[YOUR TASKS]
A: In the post about connected devices, rewrite everything from "I’ve railed here" down to "shiny new device.", swapping "consumers" for "customers".
B: According to the post about connected devices, what does Gig fit its cars with to keep track of where they are?
C: Pick up the post about connected devices right after its last sentence and keep writing.

[PROVIDED PASSAGE]
####

“Wealth, like happiness… comes as a byproduct of providing a useful service.” – Henry Ford
Internet connectivity is like stack overflow. Each new one pushes down the previous ones, and before long all that data is a forgotten memory.
I’ve railed here before about IoT devices with gratuitous Internet connections and the helpless position that puts us in as consumers. Your shiny new device doesn’t have to break to be broken. Instead, the company you bought it from can decide to… just… make it stop working. Like new malware reports, these incidents are so common that we hardly notice them anymore. Until they afflict your shiny new device.
Let’s see, where shall we start?
Need to rent a car? Don’t get it from Gig Car Share, because it might stop dead if you drive to the wrong place. Gig evidently fits its cars with cellular modems to keep track of their whereabouts. Unfortunately, if said car wanders beyond cell reception range and parks, it won’t restart. This is apparently an anti-theft measure, but really?

####

[MATERIAL]

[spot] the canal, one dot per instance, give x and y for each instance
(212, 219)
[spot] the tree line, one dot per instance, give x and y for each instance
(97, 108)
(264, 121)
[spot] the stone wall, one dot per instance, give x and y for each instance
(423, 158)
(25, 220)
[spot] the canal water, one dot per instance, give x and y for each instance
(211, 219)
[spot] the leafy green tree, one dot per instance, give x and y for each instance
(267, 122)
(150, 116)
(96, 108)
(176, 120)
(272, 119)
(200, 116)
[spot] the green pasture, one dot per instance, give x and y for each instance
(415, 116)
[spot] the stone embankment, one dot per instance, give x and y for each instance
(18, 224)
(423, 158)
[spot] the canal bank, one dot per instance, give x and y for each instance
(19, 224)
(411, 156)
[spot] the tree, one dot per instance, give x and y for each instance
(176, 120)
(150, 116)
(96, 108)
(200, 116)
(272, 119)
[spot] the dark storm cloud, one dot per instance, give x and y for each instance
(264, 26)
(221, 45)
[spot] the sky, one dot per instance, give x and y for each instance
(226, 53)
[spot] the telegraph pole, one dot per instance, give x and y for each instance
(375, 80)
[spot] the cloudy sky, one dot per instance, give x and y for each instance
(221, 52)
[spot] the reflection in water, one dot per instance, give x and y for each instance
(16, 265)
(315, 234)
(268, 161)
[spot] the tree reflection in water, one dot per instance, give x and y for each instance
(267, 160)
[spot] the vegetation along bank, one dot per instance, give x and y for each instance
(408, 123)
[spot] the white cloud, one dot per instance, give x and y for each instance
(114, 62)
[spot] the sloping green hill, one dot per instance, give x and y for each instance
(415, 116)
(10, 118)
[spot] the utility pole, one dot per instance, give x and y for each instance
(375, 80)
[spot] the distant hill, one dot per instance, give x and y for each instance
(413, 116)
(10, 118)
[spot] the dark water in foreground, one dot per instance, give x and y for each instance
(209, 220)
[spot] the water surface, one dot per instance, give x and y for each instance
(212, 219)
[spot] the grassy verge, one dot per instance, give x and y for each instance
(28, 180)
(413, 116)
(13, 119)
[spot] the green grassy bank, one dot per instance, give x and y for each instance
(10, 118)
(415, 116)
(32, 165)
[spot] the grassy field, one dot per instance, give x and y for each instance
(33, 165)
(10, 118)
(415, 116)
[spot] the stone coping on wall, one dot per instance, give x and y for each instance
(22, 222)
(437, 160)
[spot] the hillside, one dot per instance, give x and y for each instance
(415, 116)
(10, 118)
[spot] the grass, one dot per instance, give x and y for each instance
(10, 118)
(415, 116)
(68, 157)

####

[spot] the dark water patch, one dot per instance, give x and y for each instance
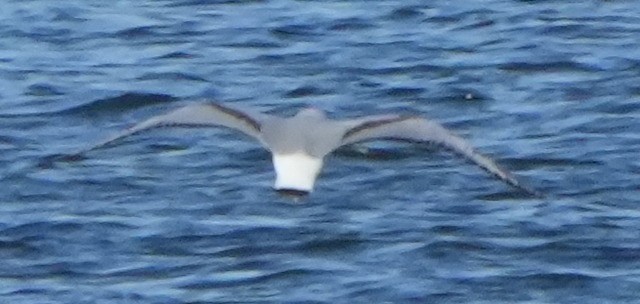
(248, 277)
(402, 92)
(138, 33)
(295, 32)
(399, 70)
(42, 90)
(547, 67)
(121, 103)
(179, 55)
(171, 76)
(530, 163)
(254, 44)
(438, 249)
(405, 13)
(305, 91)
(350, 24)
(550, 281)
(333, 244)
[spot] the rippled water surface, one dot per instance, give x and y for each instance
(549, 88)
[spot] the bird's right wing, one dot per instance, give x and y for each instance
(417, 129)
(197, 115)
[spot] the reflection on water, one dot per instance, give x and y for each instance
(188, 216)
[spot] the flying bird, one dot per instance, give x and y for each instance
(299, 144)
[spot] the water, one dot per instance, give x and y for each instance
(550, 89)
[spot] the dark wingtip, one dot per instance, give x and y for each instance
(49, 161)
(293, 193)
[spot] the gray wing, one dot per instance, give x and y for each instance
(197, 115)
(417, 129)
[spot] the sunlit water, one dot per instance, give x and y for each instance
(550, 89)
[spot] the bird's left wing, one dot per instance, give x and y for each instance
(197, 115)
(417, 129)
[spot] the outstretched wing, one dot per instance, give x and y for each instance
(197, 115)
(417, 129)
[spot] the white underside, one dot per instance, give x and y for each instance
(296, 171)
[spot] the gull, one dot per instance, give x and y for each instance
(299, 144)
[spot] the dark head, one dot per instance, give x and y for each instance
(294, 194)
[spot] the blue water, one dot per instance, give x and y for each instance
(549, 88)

####

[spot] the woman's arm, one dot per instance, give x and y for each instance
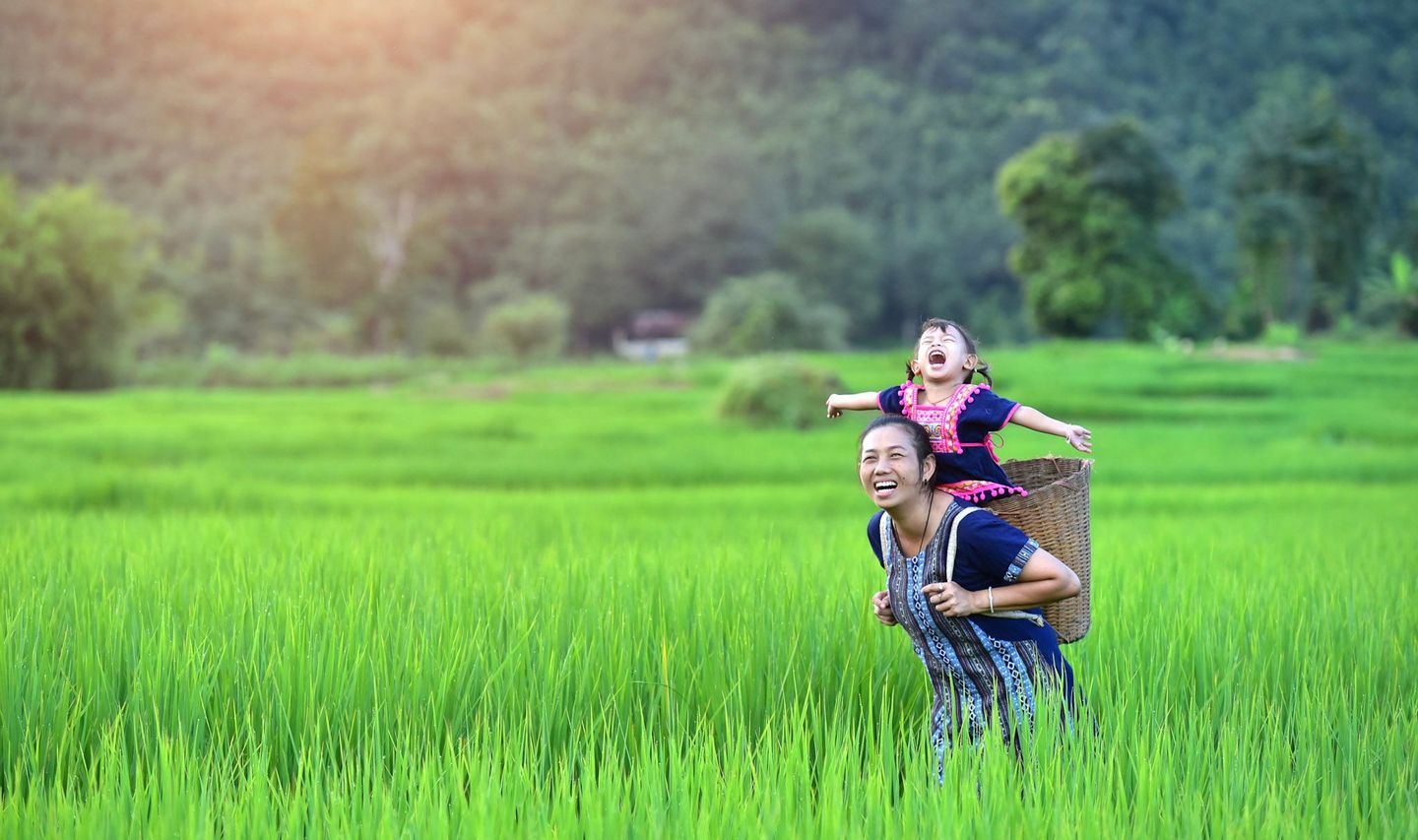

####

[ANSWERS BELOW]
A:
I’ve railed here before about IoT devices with gratuitous Internet connections and the helpless position that puts us in as customers. Your shiny new device doesn’t have to break to be broken. Instead, the company you bought it from can decide to… just… make it stop working. Like new malware reports, these incidents are so common that we hardly notice them anymore. Until they afflict your shiny new device.

B: Cellular modems.

C:
This policy made itself clear to Guardian newspaper reporter Kari Paul, who got stranded in the redwoods north of San Francisco. Exactly the sort of place you’d expect a vacationer to go, and exactly the sort of place you don’t want to be stranded with no car. Also exactly the sort of place you’d expect to get poor cell reception.
“Today in sharing-economy struggles: our app-powered car rental lost cell service on the side of a mountain in rural California and now I live here I guess,” she tweeted.
Ironically, her cell phone did work (different wireless carrier), so she was able to call Gig’s customer service to ask what happened. Their suggestion? Sleep in the car overnight and try again in the morning. Because cell signals always improve overnight.
“Six hours, two tow trucks, and 20 calls to customer service later apparently it was a software issue and the car needed to be rebooted before we could use it.” Unjustified connectivity at its finest.
Closer to home, a lot of Windows 10 systems started misbehaving earlier this year. The search box – that thing in the lower-left corner of your desktop – stopped working. You couldn’t search for files on your PC, or search the interwebs, or anything. It was just blank and unresponsive.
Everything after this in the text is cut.